| Task statement |
Please rewrite the product marketing interview text between "When I joined" and "completely different conversation.", inclusive, replacing "board" with "leadership team".

| Provided text |

= = = = = = =

The honest answer is that building PMM from scratch is less about having a perfect framework and more about deciding what to do first. When you walk into a company with no PMM infrastructure, everything is urgent: positioning, messaging, ICP, launch process, competitive intel, sales enablement. You can't do all of it at once, so the first real skill you develop is sequencing.
My approach was to start with the things that would earn trust with the teams I needed to work with. PMM is fundamentally a cross-functional discipline. You have authority over very little and influence over almost everything. If product doesn't trust your take on the market, your input doesn't shape the roadmap. If sales doesn't trust your messaging, they write their own. So the early investments I made were in customer proximity and competitive clarity, because those are the two things that are hardest for other teams to do well and that PMM is uniquely positioned to own.
Getting in front of customers early, before you have all the answers, is the single most valuable thing you can do when standing up a PMM function. It calibrates everything else. The language customers use, the problems they name, the outcomes they care about: those become the foundation of positioning, messaging, and the ICP work that follows.
The other thing I'd say shaped my approach is the recognition that PMM is a translation function. You're sitting between product, market, and the commercial teams, and your job is to make the signal from each of those legible to the others. The PMM functions I've seen struggle are ones that operate as an output machine, being seen as deck builders or those that put out fires at the last minute. The ones that have real impact operate as a connective layer.
2. Repositioning Turtl for Revenue Impact
One of the most notable milestones in your journey has been repositioning Turtl from an interactive content tool to a Revenue Content Platform. What prompted this strategic shift, and what did it take to align the business around a completely new market narrative?
A.
Our repositioning was based on a series of decisions, each one sharpening the narrative as the market moved around us.
When I joined Turtl, the product was genuinely differentiated but the story didn't match the accountability B2B marketing leaders were starting to feel. Marketing leaders are increasingly on the hook for pipeline and revenue. That shift changed what they needed from their tools, and it changed what they needed to be able to prove. An interactive content platform was a compelling product story, but it wasn't a story that answered the question their board was asking.
The move to Revenue Content Platform is about claiming the outcome, not the output. Marketers don't buy content tools because they love content. They buy them because they need to justify budget, prove commercial impact, and defend their seat at the revenue table. Repositioning Turtl around that accountability unlocked a completely different conversation.
The internal alignment work was harder than the market-facing work. Repositioning a company around a new narrative means every commercial team has to update their mental model simultaneously, eg how sales pitches, how CS frames value, how product prioritizes, how marketing campaigns are built. This can only happen through repeated exposure, consistent language, and making the new narrative easy for each team to use in their own context.

= = = = = = =

| Excerpted records |
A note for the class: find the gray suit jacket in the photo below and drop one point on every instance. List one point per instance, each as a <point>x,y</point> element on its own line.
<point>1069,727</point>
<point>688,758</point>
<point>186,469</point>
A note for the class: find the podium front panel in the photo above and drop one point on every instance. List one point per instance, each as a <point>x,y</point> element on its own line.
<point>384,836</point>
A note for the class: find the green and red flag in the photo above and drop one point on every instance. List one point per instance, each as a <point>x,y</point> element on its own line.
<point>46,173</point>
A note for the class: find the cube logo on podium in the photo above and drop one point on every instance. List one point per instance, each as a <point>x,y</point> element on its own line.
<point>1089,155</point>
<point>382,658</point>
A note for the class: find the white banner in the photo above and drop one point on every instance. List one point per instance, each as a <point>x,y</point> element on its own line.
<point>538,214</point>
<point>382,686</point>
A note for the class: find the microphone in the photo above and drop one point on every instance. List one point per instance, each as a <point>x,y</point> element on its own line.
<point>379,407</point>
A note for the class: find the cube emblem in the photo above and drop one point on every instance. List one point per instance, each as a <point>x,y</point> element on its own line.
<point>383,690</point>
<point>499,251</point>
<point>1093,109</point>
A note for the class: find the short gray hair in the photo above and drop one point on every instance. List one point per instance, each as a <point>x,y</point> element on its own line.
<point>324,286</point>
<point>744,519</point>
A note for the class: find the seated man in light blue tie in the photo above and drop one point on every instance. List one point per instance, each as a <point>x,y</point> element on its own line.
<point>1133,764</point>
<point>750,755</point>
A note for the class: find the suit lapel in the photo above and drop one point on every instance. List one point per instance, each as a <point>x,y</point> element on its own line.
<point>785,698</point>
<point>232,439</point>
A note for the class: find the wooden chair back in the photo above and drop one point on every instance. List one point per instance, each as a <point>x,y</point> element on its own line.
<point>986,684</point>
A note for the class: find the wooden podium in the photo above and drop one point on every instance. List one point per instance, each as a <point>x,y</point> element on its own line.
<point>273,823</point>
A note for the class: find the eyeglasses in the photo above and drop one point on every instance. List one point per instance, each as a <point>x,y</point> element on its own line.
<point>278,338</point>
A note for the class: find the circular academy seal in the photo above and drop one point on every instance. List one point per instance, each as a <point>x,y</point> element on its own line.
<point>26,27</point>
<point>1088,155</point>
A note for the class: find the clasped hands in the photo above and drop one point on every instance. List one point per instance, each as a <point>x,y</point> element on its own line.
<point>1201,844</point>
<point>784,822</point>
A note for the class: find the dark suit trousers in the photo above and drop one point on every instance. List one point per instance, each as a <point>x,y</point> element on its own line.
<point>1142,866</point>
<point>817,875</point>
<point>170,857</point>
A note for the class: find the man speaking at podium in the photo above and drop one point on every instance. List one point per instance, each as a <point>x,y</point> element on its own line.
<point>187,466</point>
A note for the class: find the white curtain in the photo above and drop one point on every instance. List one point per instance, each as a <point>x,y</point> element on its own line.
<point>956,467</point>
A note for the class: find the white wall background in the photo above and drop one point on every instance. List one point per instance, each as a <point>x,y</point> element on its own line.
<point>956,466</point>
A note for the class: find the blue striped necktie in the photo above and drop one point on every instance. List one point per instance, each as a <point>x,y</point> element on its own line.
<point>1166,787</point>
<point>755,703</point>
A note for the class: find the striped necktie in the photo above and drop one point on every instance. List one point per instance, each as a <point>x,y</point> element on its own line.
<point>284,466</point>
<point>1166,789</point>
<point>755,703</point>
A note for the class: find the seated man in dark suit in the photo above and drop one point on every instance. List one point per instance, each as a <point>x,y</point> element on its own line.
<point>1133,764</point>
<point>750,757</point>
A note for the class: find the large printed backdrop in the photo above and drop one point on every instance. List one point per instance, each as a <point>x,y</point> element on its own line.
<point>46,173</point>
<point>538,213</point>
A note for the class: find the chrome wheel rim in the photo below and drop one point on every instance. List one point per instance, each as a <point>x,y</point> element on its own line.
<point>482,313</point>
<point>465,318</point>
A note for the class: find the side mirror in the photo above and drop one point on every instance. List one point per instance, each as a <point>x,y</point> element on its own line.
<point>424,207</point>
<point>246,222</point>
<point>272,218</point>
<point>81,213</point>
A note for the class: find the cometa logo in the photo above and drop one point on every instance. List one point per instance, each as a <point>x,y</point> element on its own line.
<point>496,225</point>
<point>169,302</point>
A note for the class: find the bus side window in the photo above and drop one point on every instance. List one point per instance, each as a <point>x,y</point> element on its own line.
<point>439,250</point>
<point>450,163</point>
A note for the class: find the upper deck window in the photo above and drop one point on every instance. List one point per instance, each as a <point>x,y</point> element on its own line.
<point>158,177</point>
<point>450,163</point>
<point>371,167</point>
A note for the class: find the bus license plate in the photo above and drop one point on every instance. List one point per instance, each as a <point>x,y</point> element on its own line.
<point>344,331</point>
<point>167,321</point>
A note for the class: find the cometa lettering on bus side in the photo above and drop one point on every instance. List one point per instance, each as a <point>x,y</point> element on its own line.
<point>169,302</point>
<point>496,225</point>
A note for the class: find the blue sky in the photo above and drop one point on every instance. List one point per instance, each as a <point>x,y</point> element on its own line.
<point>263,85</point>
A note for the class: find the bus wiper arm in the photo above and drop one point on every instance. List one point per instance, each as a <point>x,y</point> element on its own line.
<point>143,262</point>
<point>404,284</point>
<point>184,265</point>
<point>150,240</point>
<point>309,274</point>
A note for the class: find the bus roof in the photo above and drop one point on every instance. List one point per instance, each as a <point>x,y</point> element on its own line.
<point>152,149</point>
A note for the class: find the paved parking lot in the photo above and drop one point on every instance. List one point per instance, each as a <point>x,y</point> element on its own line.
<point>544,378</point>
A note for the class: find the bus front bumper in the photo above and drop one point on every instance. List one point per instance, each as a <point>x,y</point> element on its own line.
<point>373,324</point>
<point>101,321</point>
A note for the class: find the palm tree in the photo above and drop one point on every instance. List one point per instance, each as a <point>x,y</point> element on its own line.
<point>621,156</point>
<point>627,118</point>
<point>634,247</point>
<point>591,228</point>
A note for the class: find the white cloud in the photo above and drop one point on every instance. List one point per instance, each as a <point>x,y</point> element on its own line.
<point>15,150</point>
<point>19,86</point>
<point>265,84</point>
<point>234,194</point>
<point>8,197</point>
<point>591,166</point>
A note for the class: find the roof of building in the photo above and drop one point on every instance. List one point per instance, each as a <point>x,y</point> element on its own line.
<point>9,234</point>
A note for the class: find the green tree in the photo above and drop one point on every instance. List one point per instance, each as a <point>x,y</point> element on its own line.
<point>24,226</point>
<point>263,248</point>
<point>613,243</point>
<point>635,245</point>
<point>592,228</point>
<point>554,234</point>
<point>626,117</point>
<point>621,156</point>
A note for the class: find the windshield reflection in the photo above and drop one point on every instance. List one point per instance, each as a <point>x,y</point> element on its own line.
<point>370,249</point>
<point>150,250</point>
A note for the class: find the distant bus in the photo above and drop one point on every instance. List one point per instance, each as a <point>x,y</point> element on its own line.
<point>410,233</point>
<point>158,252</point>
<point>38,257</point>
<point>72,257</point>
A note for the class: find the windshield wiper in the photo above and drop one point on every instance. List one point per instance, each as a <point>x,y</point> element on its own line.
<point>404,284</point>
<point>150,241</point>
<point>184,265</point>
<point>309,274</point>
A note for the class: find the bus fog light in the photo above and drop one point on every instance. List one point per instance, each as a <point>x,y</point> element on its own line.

= = = = = = =

| Exercise output |
When I joined Turtl, the product was genuinely differentiated but the story didn't match the accountability B2B marketing leaders were starting to feel. Marketing leaders are increasingly on the hook for pipeline and revenue. That shift changed what they needed from their tools, and it changed what they needed to be able to prove. An interactive content platform was a compelling product story, but it wasn't a story that answered the question their leadership team was asking.
The move to Revenue Content Platform is about claiming the outcome, not the output. Marketers don't buy content tools because they love content. They buy them because they need to justify budget, prove commercial impact, and defend their seat at the revenue table. Repositioning Turtl around that accountability unlocked a completely different conversation.